### GIVEN REQUEST:
Which lines in the material contain the string "segment"? List each one in full, treating uppercase and lowercase letters as distinct.
-- begin --
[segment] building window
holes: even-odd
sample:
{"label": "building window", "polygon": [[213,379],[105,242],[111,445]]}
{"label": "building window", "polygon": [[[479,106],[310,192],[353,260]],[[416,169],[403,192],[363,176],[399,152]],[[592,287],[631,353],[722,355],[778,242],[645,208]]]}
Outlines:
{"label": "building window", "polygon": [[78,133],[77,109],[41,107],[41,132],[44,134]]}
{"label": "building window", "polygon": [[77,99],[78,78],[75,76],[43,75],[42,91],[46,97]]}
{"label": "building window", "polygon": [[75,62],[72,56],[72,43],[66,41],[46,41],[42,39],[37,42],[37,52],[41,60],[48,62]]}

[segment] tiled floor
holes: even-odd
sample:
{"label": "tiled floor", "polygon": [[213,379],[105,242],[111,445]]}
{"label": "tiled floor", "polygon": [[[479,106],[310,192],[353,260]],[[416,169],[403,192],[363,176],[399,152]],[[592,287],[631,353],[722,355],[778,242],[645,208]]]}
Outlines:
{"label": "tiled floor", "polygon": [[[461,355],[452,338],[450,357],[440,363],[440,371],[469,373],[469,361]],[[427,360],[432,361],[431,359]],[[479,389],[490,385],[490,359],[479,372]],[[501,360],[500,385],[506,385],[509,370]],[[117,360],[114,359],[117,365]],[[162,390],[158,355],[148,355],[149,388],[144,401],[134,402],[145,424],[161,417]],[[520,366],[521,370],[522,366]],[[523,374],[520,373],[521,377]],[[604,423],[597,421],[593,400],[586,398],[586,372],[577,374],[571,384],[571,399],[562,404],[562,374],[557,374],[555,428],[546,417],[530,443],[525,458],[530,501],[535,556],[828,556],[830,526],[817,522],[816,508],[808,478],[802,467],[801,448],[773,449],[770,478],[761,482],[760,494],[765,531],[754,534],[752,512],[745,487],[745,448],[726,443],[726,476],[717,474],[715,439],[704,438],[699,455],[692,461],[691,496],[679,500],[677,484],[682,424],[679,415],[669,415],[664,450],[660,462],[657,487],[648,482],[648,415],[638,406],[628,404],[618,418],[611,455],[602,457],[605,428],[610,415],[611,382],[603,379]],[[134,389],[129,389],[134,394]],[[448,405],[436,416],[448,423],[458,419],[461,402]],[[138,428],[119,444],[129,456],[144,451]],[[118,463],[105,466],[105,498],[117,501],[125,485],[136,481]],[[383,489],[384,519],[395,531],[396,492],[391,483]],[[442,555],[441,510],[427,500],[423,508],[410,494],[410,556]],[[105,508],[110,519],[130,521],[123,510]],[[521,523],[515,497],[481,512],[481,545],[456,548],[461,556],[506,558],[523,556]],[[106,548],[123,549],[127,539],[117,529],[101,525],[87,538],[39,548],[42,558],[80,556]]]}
-- end --
### EXERCISE RESULT:
[segment] building window
[segment] tiled floor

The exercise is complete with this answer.